WRITTEN PROBLEM: From the line containing "find orange cherry" down to the last line, set down each line exactly as it is, and nothing more. Leave the pictures out.
======== INPUT ROWS ========
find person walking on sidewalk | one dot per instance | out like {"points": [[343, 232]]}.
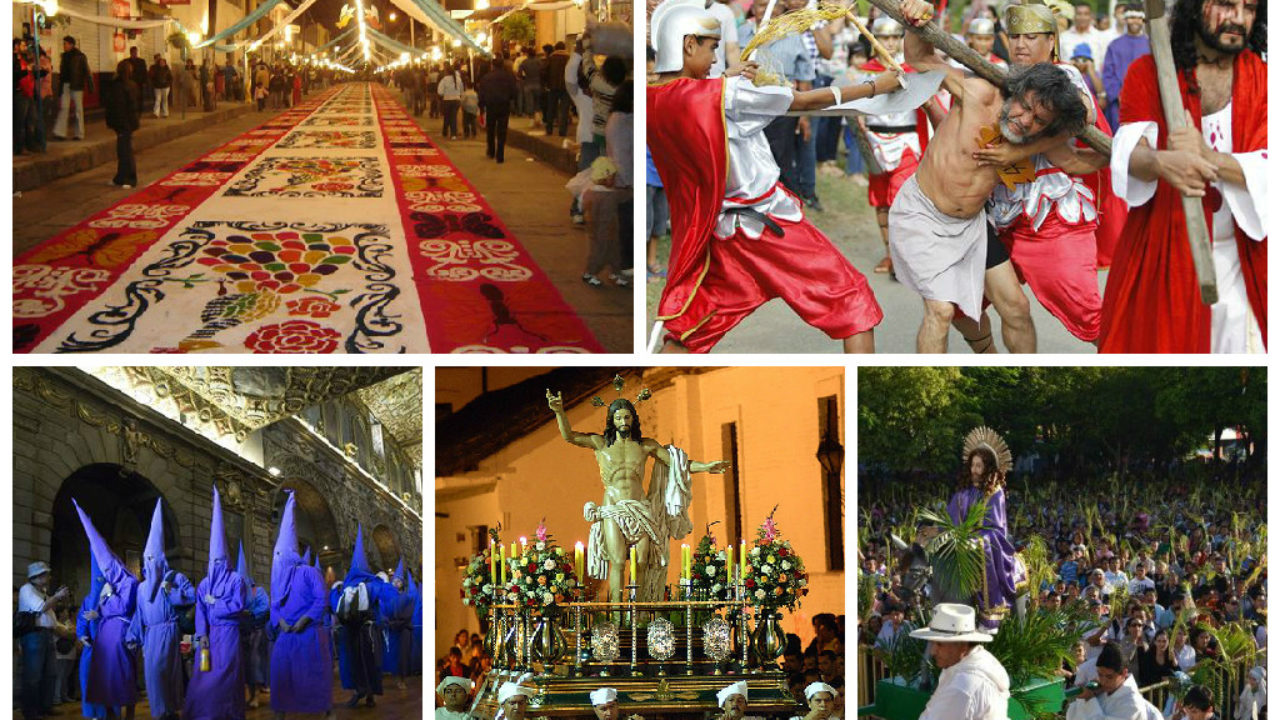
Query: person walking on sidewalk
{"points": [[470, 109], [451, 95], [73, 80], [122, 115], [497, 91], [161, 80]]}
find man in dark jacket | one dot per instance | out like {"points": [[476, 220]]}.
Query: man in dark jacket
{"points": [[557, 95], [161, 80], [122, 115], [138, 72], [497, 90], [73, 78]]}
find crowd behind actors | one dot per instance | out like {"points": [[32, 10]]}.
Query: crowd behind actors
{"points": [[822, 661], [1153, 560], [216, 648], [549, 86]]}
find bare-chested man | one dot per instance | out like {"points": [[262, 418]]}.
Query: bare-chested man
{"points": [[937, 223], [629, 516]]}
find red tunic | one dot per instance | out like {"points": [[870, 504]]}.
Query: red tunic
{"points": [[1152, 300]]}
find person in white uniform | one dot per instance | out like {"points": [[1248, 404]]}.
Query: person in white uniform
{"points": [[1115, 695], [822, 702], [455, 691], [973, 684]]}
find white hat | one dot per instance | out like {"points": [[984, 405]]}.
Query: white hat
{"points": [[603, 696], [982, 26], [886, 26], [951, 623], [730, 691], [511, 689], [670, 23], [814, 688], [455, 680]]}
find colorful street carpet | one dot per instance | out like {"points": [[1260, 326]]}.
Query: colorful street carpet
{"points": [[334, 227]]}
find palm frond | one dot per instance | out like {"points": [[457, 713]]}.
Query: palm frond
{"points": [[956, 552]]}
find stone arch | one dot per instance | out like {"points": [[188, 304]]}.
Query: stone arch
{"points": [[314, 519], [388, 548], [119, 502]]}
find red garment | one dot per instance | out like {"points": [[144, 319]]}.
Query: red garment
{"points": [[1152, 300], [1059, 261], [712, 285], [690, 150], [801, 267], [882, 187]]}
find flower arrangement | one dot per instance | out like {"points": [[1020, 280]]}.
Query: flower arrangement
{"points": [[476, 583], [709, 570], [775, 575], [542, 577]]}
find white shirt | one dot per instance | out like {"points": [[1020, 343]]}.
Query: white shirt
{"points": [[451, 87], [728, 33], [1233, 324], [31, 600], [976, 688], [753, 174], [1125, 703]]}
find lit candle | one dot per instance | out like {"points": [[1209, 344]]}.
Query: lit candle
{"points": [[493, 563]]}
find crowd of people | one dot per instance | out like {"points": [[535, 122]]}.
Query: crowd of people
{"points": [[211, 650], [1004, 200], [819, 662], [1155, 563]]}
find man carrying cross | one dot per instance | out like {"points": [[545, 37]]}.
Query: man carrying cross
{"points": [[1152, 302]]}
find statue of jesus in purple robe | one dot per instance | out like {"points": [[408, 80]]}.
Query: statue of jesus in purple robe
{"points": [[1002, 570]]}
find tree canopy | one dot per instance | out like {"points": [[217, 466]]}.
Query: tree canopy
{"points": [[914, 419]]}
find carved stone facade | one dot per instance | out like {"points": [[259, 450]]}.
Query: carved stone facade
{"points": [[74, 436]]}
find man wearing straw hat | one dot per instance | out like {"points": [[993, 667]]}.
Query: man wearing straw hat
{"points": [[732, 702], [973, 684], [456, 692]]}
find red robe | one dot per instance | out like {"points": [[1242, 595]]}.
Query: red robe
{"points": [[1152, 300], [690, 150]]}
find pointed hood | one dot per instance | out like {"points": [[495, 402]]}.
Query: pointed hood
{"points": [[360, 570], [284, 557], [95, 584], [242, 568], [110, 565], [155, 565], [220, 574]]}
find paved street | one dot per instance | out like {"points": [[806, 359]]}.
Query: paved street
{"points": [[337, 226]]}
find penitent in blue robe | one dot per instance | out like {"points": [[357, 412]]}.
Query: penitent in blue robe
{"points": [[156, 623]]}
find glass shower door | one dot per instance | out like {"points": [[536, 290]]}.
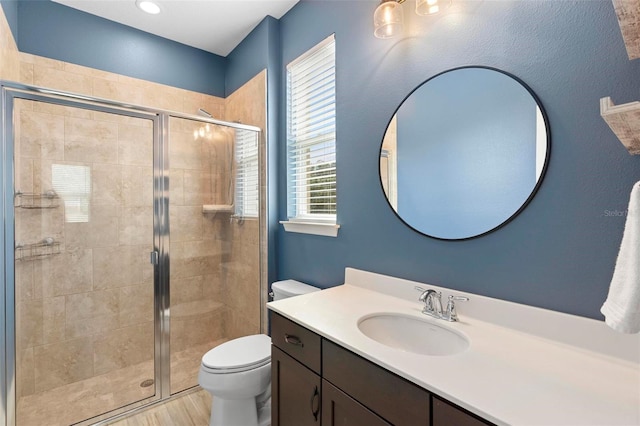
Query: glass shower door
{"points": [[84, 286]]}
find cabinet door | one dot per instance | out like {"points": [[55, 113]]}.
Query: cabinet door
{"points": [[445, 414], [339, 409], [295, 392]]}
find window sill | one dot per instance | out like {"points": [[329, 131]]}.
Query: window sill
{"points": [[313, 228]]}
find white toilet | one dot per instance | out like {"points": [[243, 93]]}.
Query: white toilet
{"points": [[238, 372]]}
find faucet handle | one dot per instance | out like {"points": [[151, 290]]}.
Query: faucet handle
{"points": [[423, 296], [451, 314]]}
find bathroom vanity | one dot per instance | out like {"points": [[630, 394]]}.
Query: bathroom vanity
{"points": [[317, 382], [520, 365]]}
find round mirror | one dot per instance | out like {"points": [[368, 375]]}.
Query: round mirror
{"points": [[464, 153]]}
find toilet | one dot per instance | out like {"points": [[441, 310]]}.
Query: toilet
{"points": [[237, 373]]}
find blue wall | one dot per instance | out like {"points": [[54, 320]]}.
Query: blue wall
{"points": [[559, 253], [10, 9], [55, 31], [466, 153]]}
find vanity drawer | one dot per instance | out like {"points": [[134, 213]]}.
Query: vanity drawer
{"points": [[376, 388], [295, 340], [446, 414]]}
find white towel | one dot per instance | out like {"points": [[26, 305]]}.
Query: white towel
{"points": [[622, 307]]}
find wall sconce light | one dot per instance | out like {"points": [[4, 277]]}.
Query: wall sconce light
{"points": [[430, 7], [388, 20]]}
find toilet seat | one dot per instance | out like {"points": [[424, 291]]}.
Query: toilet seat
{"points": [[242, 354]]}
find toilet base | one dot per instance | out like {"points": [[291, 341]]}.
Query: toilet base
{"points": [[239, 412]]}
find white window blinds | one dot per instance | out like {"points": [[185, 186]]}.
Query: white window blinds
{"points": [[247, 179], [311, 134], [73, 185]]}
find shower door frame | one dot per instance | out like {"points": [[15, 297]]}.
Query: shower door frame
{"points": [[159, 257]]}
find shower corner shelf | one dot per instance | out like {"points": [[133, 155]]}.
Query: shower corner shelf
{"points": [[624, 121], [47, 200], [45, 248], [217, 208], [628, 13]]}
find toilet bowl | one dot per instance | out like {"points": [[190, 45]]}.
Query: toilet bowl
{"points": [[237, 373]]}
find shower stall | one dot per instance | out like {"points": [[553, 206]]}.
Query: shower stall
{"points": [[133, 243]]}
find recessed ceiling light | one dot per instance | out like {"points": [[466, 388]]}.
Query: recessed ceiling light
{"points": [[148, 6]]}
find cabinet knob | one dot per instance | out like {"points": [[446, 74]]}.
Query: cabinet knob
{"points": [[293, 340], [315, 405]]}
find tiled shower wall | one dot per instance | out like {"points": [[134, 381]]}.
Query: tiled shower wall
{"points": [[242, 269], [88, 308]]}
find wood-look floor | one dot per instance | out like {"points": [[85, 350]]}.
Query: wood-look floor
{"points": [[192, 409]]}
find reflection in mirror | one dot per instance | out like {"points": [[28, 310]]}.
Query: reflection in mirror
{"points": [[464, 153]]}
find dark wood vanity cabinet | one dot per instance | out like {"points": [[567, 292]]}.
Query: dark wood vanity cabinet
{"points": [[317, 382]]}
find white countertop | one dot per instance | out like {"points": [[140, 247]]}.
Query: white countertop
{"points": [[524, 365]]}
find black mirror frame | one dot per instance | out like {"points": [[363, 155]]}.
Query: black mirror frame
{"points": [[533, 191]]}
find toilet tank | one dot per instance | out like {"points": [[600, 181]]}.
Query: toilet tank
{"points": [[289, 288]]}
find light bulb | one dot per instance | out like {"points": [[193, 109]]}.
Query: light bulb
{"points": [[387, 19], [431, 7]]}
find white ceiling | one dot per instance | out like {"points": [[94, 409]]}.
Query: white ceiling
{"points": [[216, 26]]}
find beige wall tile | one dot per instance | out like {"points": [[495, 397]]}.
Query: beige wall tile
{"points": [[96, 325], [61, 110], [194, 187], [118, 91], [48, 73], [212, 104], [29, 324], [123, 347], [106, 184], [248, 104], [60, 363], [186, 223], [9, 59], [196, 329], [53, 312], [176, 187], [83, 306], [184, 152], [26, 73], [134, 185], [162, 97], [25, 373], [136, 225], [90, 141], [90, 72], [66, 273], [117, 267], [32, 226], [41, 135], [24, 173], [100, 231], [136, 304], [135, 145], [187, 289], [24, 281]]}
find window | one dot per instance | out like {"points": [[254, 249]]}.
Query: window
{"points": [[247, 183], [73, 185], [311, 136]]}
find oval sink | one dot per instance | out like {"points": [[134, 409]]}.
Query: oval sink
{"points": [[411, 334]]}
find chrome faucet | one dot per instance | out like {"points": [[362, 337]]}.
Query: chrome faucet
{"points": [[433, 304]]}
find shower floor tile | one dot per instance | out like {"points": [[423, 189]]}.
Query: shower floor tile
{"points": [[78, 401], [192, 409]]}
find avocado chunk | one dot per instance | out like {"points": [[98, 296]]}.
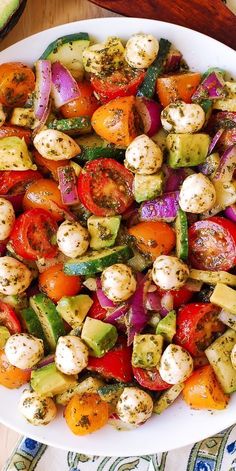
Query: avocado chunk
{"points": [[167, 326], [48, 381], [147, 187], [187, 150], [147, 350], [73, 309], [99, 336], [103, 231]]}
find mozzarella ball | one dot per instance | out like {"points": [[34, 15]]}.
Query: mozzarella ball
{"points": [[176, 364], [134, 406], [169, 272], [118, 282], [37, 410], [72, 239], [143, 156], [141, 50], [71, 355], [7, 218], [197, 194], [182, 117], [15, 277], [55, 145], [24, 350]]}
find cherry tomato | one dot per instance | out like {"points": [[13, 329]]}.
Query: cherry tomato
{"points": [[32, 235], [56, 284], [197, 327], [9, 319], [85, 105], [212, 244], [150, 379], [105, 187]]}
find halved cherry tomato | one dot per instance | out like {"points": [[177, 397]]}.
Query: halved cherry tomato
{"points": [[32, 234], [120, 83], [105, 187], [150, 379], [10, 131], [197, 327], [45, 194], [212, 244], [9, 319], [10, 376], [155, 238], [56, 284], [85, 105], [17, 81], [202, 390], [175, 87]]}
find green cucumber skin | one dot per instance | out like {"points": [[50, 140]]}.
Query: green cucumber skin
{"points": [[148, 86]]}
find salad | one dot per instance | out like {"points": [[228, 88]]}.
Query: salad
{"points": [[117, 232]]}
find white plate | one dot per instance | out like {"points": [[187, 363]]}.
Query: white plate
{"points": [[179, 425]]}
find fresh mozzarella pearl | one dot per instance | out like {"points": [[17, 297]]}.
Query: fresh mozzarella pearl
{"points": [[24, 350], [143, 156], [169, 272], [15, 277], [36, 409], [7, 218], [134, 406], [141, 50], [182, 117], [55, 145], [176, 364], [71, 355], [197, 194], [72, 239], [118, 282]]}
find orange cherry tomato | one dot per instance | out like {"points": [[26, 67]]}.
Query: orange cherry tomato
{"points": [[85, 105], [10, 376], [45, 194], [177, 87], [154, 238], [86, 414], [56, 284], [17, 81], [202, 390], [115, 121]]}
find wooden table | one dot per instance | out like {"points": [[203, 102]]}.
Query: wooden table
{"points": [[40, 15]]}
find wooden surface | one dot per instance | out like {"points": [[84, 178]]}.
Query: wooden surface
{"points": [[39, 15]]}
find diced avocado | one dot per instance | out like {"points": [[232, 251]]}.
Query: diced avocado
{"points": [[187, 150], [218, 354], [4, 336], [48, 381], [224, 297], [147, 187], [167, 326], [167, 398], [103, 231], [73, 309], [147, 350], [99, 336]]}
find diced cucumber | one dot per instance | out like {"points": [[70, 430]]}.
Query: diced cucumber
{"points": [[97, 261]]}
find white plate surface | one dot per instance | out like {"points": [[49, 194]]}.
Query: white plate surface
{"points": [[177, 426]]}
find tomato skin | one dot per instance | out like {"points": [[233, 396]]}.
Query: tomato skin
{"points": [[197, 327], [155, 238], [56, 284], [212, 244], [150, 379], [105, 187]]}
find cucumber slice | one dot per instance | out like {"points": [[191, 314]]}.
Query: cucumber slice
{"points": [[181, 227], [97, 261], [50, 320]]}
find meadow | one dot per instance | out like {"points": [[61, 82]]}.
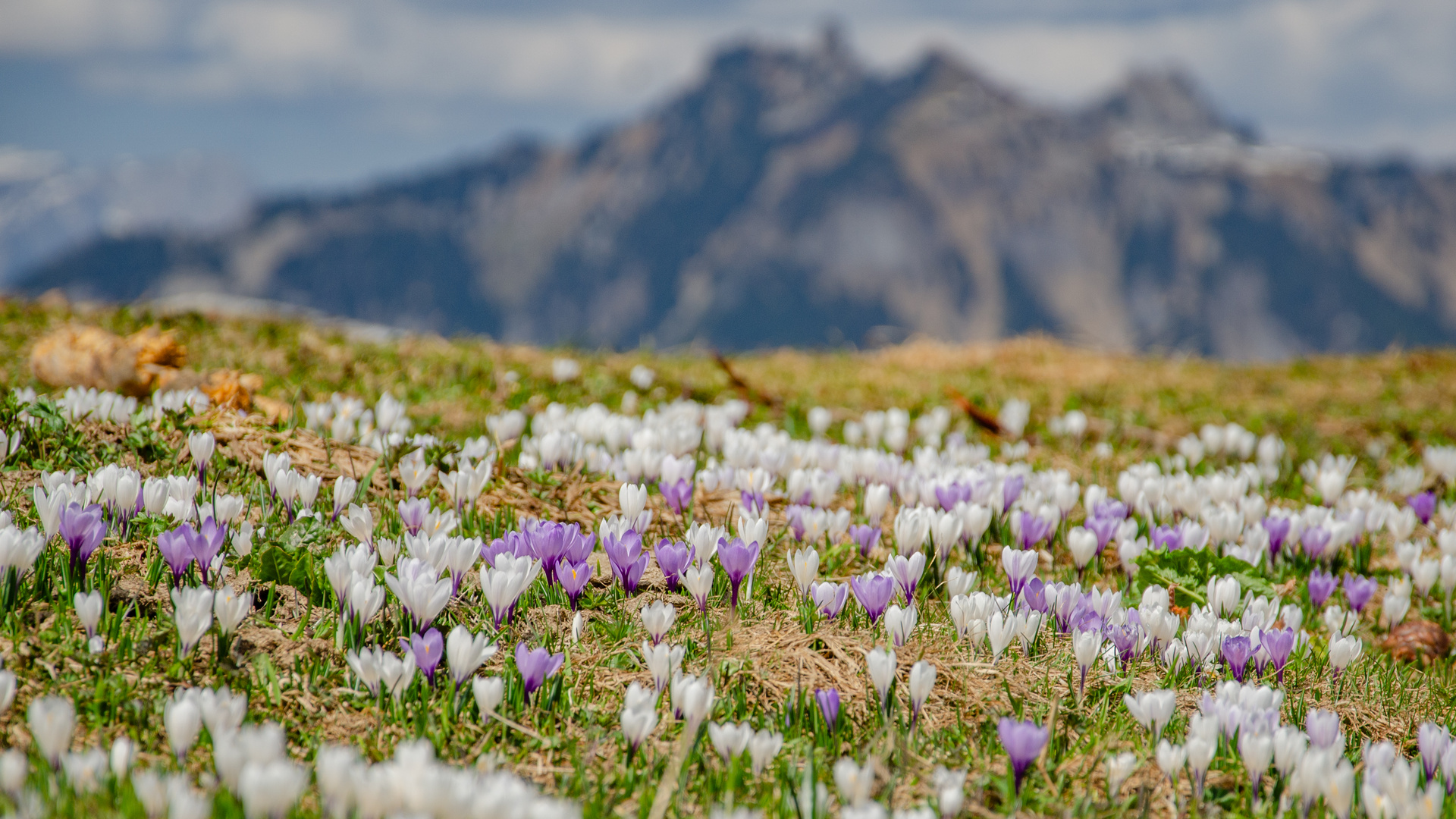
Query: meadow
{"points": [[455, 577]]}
========
ANSWER IN FULL:
find orange cherry tomato | one dot per instance | out like {"points": [[26, 67]]}.
Query: orange cherry tomato
{"points": [[85, 105], [10, 376], [45, 194], [177, 87], [154, 238], [86, 414], [56, 284], [17, 81], [202, 390], [115, 121]]}
find wooden table | one dot per instance | out like {"points": [[203, 102]]}.
Query: wooden table
{"points": [[40, 15]]}
find wooden surface | one dot per instance | out like {"points": [[84, 178]]}.
Query: wooden surface
{"points": [[39, 15]]}
find diced avocado | one dot per instance | out like {"points": [[232, 251]]}.
Query: diced avocado
{"points": [[187, 150], [218, 354], [4, 336], [48, 381], [224, 297], [147, 187], [167, 326], [167, 398], [103, 231], [73, 309], [147, 350], [99, 336]]}
find diced cucumber | one dot per instance | out like {"points": [[70, 430]]}.
Query: diced cucumber
{"points": [[97, 261]]}
find white plate surface | one dot per instance | out like {"points": [[49, 194]]}.
Query: white plate surface
{"points": [[177, 426]]}
find tomato skin | one dot per instance | out like {"points": [[233, 396]]}.
Query: tomato skin
{"points": [[197, 327], [155, 238], [56, 284], [212, 244], [150, 379], [105, 187]]}
find cucumber slice | one dot per instance | out like {"points": [[191, 314]]}.
Query: cucumber slice
{"points": [[181, 227], [97, 261], [50, 320]]}
find meadow | one dot per instance | out like {"points": [[61, 82]]}.
Query: meadow
{"points": [[455, 577]]}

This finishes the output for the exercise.